Serangan pemerintah Israel di wilayah Palestina yang telah menewaskan ribuan orang dalam satu bulan terakhir telah menuai protes di berbagai belahan dunia, termasuk di Israel sendiri. Sejumlah warga menilai pilihan perang dan tindakan militer yang dilakukan oleh pemerintah Israel sejatinya adalah cara pemerintah untuk mengalihkan isu korupsi yang sedang mereka hadapi di dalam negeri. Meski gelombang protes semakin menguat, namun nyatanya banyak dari warga Israel masih mendukung pemerintahan sayap kanan Israel yang kini dipimpin oleh Benjamin Netanyahu.
Mereka menilai bahwa tindakan militer masih relevan diimplementasikan meski di satu sisi memakan banyak korban, termasuk anak-anak. Mereka mempercayai bahwa warga sipil yang tewas digunakan oleh Hamas sebagai tameng agar Hamas masih dapat leluasa bergerak dan menyerang Israel. Walau realitanya warga sipil yang tak tahu apa-apa banyak berguguran. Fakta ini tak menyurutkan dukungan sebagian warga Israel untuk meluluhlantakkan Palestina.

> _Entri Daftar_:
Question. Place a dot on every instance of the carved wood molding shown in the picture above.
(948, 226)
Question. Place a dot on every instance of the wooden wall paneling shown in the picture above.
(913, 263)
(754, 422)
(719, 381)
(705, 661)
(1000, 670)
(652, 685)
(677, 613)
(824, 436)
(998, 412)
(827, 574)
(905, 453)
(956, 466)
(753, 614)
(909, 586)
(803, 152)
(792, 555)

> _Rincian Tugas_: Tuliskan kembali tanpa perubahan bagian kutipan tentang serangan Israel di wilayah Palestina, dari "Serangan pemerintah Israel" hingga "oleh Benjamin Netanyahu.". Daftar tersebut sama sekali tidak berperan di sini.

> _Jawaban Akhir_:
Serangan pemerintah Israel di wilayah Palestina yang telah menewaskan ribuan orang dalam satu bulan terakhir telah menuai protes di berbagai belahan dunia, termasuk di Israel sendiri. Sejumlah warga menilai pilihan perang dan tindakan militer yang dilakukan oleh pemerintah Israel sejatinya adalah cara pemerintah untuk mengalihkan isu korupsi yang sedang mereka hadapi di dalam negeri. Meski gelombang protes semakin menguat, namun nyatanya banyak dari warga Israel masih mendukung pemerintahan sayap kanan Israel yang kini dipimpin oleh Benjamin Netanyahu.